Task description ▸
Transcribe the data below verbatim from the line with "locate the bridle in the photo above" to the line with "locate the pinto horse in the photo above". Include both of those lines.

Source records ▸
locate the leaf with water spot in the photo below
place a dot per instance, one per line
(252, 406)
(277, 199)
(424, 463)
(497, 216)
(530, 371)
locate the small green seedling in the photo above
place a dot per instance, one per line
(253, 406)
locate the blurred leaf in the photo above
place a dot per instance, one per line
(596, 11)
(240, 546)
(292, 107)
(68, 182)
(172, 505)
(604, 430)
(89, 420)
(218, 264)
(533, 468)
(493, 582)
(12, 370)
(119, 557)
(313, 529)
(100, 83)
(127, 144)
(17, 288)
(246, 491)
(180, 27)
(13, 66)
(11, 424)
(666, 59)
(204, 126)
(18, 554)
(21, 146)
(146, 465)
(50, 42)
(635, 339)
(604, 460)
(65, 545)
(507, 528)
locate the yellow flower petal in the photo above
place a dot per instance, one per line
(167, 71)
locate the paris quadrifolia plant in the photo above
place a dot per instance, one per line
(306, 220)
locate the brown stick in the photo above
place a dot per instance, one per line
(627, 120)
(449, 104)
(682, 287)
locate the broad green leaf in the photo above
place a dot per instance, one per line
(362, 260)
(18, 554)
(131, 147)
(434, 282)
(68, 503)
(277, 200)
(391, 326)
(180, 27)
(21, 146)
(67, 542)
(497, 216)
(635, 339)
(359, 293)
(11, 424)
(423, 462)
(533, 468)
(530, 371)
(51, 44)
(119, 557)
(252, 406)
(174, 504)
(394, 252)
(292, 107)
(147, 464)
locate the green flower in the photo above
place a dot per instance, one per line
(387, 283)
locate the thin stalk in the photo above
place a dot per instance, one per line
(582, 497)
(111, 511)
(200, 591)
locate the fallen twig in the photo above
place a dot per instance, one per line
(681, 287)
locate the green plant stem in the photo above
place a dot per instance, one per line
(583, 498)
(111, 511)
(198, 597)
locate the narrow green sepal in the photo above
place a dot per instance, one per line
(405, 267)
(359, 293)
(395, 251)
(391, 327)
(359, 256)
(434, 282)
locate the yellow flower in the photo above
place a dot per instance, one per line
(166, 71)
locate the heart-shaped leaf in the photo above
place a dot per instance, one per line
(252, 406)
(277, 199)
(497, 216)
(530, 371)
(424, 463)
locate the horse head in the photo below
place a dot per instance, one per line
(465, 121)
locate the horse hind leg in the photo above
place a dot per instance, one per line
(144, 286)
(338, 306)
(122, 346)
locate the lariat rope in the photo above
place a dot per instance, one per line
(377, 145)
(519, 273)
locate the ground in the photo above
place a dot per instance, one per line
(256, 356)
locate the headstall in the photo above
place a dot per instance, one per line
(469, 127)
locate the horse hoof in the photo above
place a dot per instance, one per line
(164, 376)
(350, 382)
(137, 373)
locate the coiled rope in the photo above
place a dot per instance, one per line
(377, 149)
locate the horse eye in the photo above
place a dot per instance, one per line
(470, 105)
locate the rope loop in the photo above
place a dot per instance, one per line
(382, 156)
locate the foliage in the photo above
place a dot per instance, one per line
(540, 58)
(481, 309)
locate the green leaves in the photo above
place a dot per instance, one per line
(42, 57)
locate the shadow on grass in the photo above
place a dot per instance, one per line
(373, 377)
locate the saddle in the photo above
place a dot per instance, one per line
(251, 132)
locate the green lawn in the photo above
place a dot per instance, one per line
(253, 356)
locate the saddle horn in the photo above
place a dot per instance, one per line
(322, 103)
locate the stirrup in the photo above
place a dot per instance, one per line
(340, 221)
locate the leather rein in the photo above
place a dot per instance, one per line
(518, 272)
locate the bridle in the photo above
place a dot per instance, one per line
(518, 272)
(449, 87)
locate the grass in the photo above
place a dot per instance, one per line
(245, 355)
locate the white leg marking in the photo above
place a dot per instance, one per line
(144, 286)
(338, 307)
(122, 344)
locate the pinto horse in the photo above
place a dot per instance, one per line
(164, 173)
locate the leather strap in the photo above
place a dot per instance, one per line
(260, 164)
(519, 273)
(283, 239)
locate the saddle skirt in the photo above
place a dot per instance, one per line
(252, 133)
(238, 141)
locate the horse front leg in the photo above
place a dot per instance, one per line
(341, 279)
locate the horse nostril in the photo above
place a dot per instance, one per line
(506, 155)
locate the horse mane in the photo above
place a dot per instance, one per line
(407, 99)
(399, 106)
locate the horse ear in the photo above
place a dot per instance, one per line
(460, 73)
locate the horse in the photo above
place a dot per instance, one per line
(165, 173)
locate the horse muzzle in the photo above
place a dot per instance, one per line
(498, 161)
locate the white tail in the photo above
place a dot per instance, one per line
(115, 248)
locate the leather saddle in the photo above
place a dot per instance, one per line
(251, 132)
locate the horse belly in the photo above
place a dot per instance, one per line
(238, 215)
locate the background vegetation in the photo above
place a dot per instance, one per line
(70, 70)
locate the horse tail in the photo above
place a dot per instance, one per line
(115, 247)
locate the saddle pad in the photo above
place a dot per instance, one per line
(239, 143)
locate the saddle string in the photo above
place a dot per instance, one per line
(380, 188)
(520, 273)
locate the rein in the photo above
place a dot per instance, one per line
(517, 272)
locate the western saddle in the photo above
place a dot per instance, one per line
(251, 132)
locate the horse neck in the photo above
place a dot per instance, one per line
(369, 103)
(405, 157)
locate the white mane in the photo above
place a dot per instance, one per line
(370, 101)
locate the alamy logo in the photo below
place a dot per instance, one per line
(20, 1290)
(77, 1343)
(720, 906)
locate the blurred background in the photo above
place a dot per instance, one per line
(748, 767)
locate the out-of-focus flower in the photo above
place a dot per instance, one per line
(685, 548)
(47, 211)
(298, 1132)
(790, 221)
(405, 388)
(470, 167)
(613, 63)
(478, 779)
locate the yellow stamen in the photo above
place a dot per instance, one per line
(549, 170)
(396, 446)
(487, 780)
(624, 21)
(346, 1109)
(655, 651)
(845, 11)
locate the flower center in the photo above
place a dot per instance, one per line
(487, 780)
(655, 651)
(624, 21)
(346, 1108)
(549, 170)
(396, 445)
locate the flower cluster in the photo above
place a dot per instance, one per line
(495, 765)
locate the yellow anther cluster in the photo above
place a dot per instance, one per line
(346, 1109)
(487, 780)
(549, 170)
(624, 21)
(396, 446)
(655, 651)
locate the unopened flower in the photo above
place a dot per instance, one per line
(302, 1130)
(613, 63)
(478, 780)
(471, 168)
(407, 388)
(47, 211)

Expected output ▸
locate the bridle in the photo above
place a dot per instance, one per line
(518, 272)
(449, 87)
locate the grass in the photo above
place a dot per instance, one per line
(245, 355)
locate the white leg marking in the photo above
place a dot per instance, one per line
(144, 286)
(338, 307)
(122, 344)
locate the pinto horse in the photo above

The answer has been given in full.